*** Begin section ***

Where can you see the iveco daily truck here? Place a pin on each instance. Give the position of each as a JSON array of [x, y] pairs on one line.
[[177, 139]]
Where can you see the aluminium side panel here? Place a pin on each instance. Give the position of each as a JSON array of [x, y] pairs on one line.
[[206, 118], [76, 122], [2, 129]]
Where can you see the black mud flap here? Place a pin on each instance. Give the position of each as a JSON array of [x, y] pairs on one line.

*** End section ***
*** Begin section ***

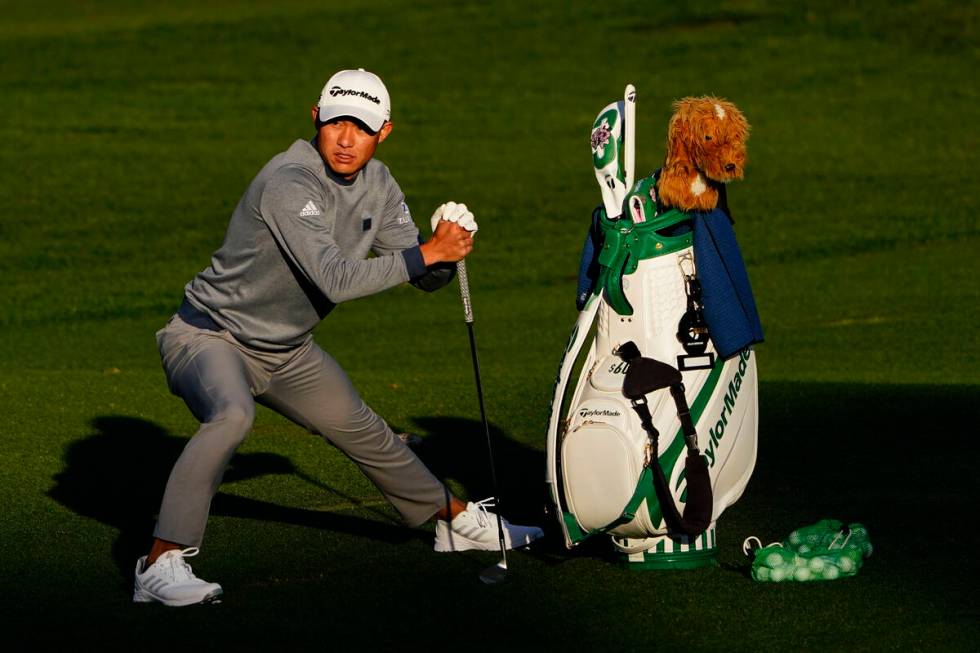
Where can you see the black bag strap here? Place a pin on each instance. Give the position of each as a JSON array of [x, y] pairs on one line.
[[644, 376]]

*** End section ***

Aim of the exercise: Begin with the line above that has "Where can you see the iveco" and continue through the line that has "Where can you see the black mud", setting each one down exactly. Stop there.

Exercise output:
Where can you see the iveco daily truck here? Place a pin on each instance. Give the position of each as a JSON array of [x, y] pairs on one line.
[[177, 139]]
Where can you see the aluminium side panel here? Place a pin on each instance. Give the position of each as a JSON array of [x, y] pairs on one line.
[[206, 118], [76, 122], [2, 129]]
Where can you see the black mud flap here? Place a pin on each instance. Give the position of each as a JSON array of [x, y] pairs on one line.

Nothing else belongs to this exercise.